Your task: Rewrite every entry below with "Note to the class" replaced by "Instruction for the class" wherever it occurs, and leave all other wording unchanged.

Exercise data:
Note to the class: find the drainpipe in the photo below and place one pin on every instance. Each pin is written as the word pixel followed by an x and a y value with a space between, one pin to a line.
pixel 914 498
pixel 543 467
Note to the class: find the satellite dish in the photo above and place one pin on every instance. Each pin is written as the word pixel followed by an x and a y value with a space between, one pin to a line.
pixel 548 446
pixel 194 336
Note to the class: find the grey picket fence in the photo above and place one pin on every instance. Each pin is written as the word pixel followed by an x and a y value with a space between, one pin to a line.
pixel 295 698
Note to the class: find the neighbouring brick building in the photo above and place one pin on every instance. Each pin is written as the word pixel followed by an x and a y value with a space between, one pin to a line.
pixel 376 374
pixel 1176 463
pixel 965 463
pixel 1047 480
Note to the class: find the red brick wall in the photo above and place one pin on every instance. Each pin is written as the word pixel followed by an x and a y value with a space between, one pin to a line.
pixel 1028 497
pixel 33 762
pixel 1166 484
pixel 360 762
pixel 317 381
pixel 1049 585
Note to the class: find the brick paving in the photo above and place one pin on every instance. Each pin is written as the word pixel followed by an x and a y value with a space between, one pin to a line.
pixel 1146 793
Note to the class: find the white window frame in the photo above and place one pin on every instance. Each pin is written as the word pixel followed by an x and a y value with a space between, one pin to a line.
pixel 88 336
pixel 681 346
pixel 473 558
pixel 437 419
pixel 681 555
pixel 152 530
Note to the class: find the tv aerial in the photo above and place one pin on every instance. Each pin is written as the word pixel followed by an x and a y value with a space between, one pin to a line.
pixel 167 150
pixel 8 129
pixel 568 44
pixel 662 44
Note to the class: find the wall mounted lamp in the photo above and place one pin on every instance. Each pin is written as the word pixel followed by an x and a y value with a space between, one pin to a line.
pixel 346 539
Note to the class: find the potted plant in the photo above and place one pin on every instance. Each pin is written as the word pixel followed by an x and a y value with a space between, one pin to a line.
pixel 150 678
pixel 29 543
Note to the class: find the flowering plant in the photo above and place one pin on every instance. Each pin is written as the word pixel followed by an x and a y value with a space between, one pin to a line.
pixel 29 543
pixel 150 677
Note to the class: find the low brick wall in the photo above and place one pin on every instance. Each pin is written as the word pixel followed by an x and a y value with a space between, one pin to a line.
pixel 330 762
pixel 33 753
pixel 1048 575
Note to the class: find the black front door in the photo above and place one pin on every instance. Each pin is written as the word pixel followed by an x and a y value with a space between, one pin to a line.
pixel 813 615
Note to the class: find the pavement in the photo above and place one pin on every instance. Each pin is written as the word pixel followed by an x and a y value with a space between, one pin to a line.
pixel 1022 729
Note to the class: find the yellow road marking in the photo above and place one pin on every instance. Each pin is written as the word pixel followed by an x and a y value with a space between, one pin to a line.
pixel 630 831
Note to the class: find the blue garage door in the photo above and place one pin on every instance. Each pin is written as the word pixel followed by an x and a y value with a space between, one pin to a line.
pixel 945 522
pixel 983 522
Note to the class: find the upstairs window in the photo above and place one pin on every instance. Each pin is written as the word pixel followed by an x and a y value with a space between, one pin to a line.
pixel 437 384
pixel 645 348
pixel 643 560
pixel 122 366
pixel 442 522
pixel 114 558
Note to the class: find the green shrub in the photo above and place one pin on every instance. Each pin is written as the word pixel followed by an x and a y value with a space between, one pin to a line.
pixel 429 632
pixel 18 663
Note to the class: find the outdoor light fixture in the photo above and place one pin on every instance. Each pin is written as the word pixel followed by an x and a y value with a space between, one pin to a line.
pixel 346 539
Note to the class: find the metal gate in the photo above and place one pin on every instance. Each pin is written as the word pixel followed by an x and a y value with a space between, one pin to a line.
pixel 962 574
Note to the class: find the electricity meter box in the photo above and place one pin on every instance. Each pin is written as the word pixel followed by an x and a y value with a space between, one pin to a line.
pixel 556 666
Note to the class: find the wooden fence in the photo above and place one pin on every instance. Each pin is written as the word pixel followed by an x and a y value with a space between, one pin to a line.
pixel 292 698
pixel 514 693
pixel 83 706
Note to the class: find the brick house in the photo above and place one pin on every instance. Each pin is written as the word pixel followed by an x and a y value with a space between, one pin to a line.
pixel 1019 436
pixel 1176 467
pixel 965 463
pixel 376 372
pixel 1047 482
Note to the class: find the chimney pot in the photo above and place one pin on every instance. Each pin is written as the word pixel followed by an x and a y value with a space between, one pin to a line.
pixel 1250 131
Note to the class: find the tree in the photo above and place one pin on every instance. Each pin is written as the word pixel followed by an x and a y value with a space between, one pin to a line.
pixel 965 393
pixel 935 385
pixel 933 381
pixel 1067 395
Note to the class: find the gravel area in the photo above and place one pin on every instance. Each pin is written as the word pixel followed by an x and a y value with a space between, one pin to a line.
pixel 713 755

Written solution:
Instruction for the class: find the drainpipe in the photo below and place one pin on every instance. Each pin is written as the word pixel followed by an x and a y value with a space between, one pin to a line.
pixel 914 498
pixel 543 467
Instruction for the class: find the satellite dish in the photo above and place one pin on every instance. Each pin is written as the word pixel followed by an x and a y value with a space between, one pin to a line.
pixel 548 446
pixel 194 336
Instruction for the class: find the grey picket fence in the photo above and place one pin on every instance. Each pin is written as the word pixel followed by an x and a y value with a space between, one pin to a line.
pixel 295 698
Instruction for the class: find the neighbouring brick building in the photo above and place one pin on every instance. Each pin is written as the word pixel followed by an x and a y value with a space between, one pin to a line.
pixel 376 374
pixel 1176 463
pixel 965 463
pixel 1047 480
Instruction for the class: find the red brick wall in the photo above and place one pin on every instance. Each pin is written as the word pixel followed by an x and a y value with a space between, one pin to a line.
pixel 1028 497
pixel 33 762
pixel 1166 484
pixel 360 762
pixel 317 381
pixel 1049 585
Instruction for the class: find the brick paving in the photo above and place one pin on every instance. Each pin is written as the word pixel followed by an x and a y value with a space between, one pin to a line.
pixel 1146 793
Instruction for the class: find the white window frame in the photo above and place one pin on every instance. Each pin is written as the word pixel followed by an x and a y value with a space between, one pin to a line.
pixel 88 336
pixel 681 346
pixel 473 558
pixel 437 419
pixel 681 555
pixel 152 530
Instruction for the class: find the tv aerial in the photo above and place one pin on every instance. Each pin is written as the word pixel followed by an x and a y value with a space between, one pin to a line.
pixel 167 150
pixel 8 129
pixel 568 44
pixel 662 44
Instruction for the class: find the wall mounted lamp in the photo above and place one pin on every instance. Each pin is written as the word pixel followed by an x and a y value with a space between, one pin to a line.
pixel 346 539
Instruction for the class: find the potted plant in the photo above and place one pin on every instance. Each pin is written as the word pixel followed by an x and a y value with a space between, one pin to a line.
pixel 150 678
pixel 29 543
Instruction for the class: find the flowering plant in the photo above and place one pin on every instance. Each pin is written as the word pixel followed by an x and a y value with a space between, one pin to a line.
pixel 29 543
pixel 150 677
Instruction for the class: find the low brick wall in the photo above and place one pin on every instance. Each pin is written as the word pixel followed by an x and a y value with a space between, one pin to a line.
pixel 330 762
pixel 33 753
pixel 1048 575
Instruction for the class: find the black front door in the photo above and place one pin on every instance. Each pin is written as the word pixel followed by an x and a y value with a space between, one pin to a line.
pixel 813 615
Instruction for the class: find the pavement in the photo above and place one pin on every instance. Each pin is written as the word pixel followed by an x and a y value with a space between, one pin to a line.
pixel 1022 729
Instruction for the class: find the yellow road marking in the photo above and place one pin on every instance. Each pin is written as the word pixel followed by an x and a y value with a space between, one pin to a line.
pixel 630 831
Instruction for the class: find the blue garage door in the photo above and place one pin on every instance. Each pin is written as the word pixel followed by an x and a y value with a space between, one pin to a line.
pixel 945 522
pixel 983 522
Instruction for the class: find the upstairs window in the photo above and place one pin on every instance. Each pin is written as the word pixel followed by an x and a y value with a space between, one pin to a line.
pixel 437 384
pixel 645 348
pixel 643 560
pixel 122 366
pixel 442 522
pixel 114 558
Instruction for the class: find the green shrub in the photo above and place one pin on every instance. Each pin is written as the word pixel followed by an x and a y value with a space between, one pin to a line.
pixel 429 632
pixel 18 663
Instruction for the class: find the outdoor light fixture in the photo above and place one pin on every instance. Each pin is written as the word pixel followed by an x and a y value with a space between, one pin to a line.
pixel 346 539
Instruction for the class: find the metal gate in the photo above and place one pin on every instance. Each pin is written as the word pixel followed by an x and a y value with a space between, one pin to a line.
pixel 962 574
Instruction for the class: find the electricity meter box in the photo above and place one pin on every instance. Each pin is written as the word pixel followed by an x and a y value with a space between, one pin to a line.
pixel 556 666
Instruction for the class: find the wooden fence in the photo above and place one pin on every instance. Each pin is written as the word pixel followed by an x and a y value with a space between, one pin to a line.
pixel 292 698
pixel 514 693
pixel 83 706
Instruction for the class: find the brick house in the photo above and place one pin on every instance. Each pin is written as the word pixel followed by an x and a y value with a space between, one pin to a line.
pixel 1019 436
pixel 1176 467
pixel 965 463
pixel 376 372
pixel 1047 482
Instruction for the class: find the chimney pot in the photo above and place one pin on every instance. Each pin is written as the word pixel followed by an x and a y value with a space between, one pin to a line.
pixel 1250 131
Instruction for the class: find the tree in the photo above and place one pin on every instance. Each pin is written as the word pixel followed by an x and a y value with a space between, one pin to a line.
pixel 965 393
pixel 935 385
pixel 933 381
pixel 1067 395
Instruction for the class: find the gravel area in the photo above and place one pin on every instance. Each pin is written as the word pixel followed by an x and a y value with a space between, one pin to a line.
pixel 713 755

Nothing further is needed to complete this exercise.